In the entries below, find every line with "roof" and copy it.

Input data
--- START ---
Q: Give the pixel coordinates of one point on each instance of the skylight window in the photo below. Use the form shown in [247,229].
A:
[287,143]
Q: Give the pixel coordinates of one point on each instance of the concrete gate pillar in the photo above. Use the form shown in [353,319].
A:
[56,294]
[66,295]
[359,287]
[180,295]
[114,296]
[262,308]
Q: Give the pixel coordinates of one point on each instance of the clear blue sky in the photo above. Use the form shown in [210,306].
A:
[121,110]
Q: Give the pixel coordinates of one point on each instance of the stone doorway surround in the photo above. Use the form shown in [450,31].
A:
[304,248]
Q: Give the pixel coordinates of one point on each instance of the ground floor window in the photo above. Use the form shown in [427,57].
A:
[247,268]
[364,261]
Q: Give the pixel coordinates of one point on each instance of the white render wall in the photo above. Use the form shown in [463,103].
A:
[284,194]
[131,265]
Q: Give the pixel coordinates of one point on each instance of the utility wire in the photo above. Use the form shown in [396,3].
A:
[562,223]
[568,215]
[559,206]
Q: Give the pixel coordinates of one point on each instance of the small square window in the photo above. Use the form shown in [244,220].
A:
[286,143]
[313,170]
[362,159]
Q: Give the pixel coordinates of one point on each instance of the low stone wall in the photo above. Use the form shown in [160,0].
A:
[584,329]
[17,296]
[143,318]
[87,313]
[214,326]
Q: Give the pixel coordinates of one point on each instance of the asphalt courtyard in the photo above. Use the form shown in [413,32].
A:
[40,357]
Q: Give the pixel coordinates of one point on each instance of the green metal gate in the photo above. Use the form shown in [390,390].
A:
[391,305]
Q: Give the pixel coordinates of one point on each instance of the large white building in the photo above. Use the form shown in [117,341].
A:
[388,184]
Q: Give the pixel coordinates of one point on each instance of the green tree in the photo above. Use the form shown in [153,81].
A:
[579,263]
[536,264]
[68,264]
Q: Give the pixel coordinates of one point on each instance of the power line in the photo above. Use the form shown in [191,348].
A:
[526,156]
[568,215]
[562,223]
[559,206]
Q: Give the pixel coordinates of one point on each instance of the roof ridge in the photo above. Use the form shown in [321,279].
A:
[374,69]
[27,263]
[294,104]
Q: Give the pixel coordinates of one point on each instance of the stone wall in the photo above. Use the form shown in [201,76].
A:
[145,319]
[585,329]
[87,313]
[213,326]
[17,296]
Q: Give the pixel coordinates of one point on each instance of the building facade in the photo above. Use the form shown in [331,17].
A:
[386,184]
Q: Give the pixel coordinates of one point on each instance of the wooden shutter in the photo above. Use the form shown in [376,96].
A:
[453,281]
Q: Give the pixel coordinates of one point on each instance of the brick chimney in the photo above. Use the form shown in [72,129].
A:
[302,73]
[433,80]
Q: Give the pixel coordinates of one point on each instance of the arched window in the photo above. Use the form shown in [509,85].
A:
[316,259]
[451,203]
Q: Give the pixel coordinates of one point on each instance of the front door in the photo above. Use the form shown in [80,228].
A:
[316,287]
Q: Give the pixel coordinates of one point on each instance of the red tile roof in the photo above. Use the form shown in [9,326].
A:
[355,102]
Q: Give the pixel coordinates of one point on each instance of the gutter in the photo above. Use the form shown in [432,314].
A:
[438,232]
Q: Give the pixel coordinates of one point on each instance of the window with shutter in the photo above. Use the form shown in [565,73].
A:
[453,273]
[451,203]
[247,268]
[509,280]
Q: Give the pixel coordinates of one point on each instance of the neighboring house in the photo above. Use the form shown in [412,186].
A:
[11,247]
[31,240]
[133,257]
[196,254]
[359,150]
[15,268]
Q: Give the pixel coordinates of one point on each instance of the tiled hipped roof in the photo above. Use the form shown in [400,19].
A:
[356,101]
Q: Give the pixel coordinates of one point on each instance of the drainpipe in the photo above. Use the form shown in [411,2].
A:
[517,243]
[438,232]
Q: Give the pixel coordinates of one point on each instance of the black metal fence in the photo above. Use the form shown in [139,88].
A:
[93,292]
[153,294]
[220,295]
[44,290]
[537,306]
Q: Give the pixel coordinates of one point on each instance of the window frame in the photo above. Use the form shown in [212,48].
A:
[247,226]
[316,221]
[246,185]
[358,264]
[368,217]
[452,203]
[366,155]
--- END ---
Solution to this task
Q: Give the pixel coordinates of one point on each instance of the roof ridge in the photo above. Use the form shown in [321,279].
Q: Give the pixel coordinates of one point on each instance of the red tile roof in the photo above. Use the form shown in [9,326].
Q: Give the pixel coordinates of one point on each instance of the tiled hipped roof in the photo above. Use the form shown in [400,19].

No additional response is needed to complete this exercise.